WORK INSTRUCTION — Any picture in the listing is left out of the copy; all else is duplicated exactly.

INPUT FOR THIS TASK —
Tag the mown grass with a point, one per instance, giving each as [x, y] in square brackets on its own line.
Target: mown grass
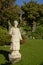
[31, 50]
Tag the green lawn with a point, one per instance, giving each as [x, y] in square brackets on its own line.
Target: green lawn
[32, 53]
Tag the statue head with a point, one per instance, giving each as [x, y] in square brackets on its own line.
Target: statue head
[15, 23]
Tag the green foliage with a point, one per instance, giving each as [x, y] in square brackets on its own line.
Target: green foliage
[31, 51]
[4, 36]
[7, 12]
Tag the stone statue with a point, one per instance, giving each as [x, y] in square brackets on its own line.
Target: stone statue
[15, 55]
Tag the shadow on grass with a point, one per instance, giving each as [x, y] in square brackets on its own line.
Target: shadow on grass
[41, 63]
[7, 63]
[5, 54]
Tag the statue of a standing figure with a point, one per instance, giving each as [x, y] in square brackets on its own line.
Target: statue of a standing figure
[15, 55]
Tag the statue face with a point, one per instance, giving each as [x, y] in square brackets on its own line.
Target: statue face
[15, 23]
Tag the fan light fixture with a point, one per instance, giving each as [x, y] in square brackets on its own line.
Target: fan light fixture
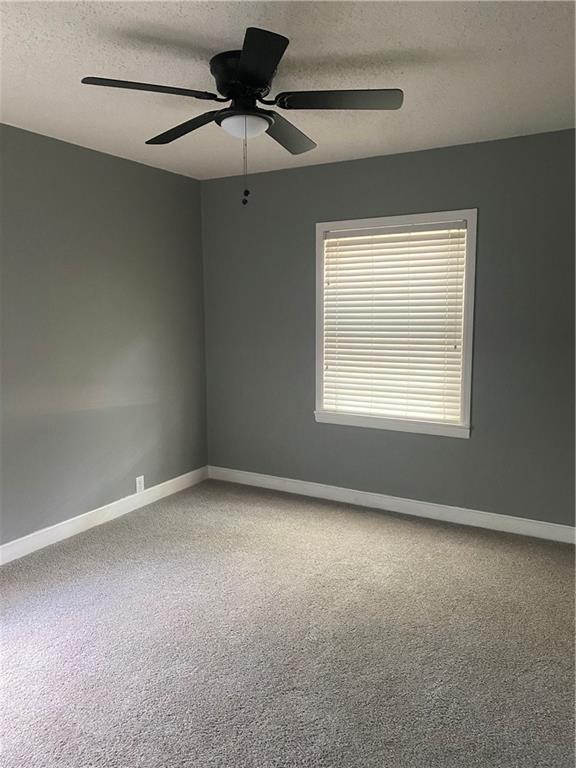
[244, 78]
[245, 126]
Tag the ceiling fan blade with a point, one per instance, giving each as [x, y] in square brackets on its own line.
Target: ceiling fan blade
[388, 98]
[261, 54]
[184, 128]
[149, 87]
[290, 137]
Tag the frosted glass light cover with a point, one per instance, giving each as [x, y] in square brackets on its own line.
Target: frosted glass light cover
[236, 125]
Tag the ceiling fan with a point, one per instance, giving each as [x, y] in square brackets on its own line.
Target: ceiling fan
[244, 78]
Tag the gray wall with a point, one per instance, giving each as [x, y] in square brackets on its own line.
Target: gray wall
[259, 277]
[102, 320]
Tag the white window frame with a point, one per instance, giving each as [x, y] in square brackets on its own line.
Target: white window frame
[403, 425]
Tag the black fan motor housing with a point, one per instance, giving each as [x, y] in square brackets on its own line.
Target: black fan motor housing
[229, 82]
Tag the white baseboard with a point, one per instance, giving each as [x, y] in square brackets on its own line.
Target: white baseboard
[12, 550]
[460, 515]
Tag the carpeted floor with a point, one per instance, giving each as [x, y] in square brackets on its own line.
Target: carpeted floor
[237, 628]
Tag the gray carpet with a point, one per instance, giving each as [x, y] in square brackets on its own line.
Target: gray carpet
[239, 628]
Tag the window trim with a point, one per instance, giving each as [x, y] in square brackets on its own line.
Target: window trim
[462, 430]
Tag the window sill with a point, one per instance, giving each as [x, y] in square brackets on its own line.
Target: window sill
[398, 425]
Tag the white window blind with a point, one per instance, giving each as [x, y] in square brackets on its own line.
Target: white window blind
[393, 322]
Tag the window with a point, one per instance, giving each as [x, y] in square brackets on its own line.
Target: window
[394, 324]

RESPONSE BOX —
Tag the mown grass with a point, one per instance, giving each as [x, y] in square brackets on its own line.
Target: mown grass
[31, 50]
Tag the green lawn with a point, one per instance, giving each as [x, y] in square brackets on its own line.
Target: green lawn
[32, 53]
Tag the statue head with a point, one per instance, giving each as [x, y] in square brackets on its own line.
Target: statue head
[15, 23]
Tag the green foliage with a point, one per instance, giving each as [x, y] in square brackets on its own line.
Target: green foliage
[31, 51]
[4, 36]
[7, 12]
Tag the stone statue with a point, one per instance, giving each as [x, y] in square brackets on its own line.
Target: stone statue
[15, 55]
Tag the shadow on grass with a point, one per instance, giving each as [x, y] in square brackets on its own line.
Target: shadow on grass
[41, 63]
[7, 63]
[5, 54]
Tag the statue of a standing figure with a point, one per instance, giving each as [x, y] in square brackets on its own line.
Target: statue of a standing figure
[15, 55]
Tag the statue face with a point, one per instance, giving each as [x, y] in square brackets on its own line.
Target: statue face
[15, 23]
Tag the fan light fixture with a point, one per instance, giving each as [x, y] in square brackets on its own line.
Target: fan light fixture
[244, 78]
[245, 126]
Tag the ceiling fan blade with a point, one per instance, giving each as [x, y] in square brackets on its own line.
Target: ceiling fan blade
[388, 98]
[261, 54]
[184, 128]
[149, 87]
[290, 137]
Tag the frosted glass light cover with a point, one per instance, giving each as [x, y] in square brackets on its own line.
Target: frosted glass light cover
[236, 125]
Tag the ceiling fan with a point, one per instance, giving each as [x, y] in square brackets on its own line.
Target: ceiling fan
[244, 78]
Tag the gray wall with a point, one per instance, giving each as [x, y] in square brackets on its own line.
Target: gray wall
[259, 277]
[102, 320]
Tag the white window frame with a point, one per instance, giving each as [x, y] in square brackets on its own line.
Target: white window frame
[403, 425]
Tag the black fan motor housing with a point, one per instance, giving each as [x, y] in square brackets on its own line.
Target: black fan motor housing
[229, 82]
Tag the white baseboard with a point, one per instance, giving each as [x, y] in square brackets on its own line.
Target: white baseboard
[12, 550]
[460, 515]
Tag the carpeted floor with a point, one per instance, giving each as [x, y] in square brackets on its own line.
Target: carpeted floor
[237, 628]
Tag the gray carpet with a point, one per instance, giving each as [x, y] in square brackets on its own line.
Target: gray carpet
[239, 628]
Tag the window trim with a point, one per instance, giving each as [x, y] in square brackets on its own line.
Target: window trim
[462, 430]
Tag the window sill with a point, one per instance, giving each as [x, y] in square brackets on its own line.
Target: window sill
[398, 425]
Tag the white window blind with a point, one per instance, giving each as [x, y] in square brackets on its own line.
Target: white window blind
[393, 322]
Tag the window with a point, one per instance, giving each as [x, y] in square brackets on its own line.
Target: window
[394, 324]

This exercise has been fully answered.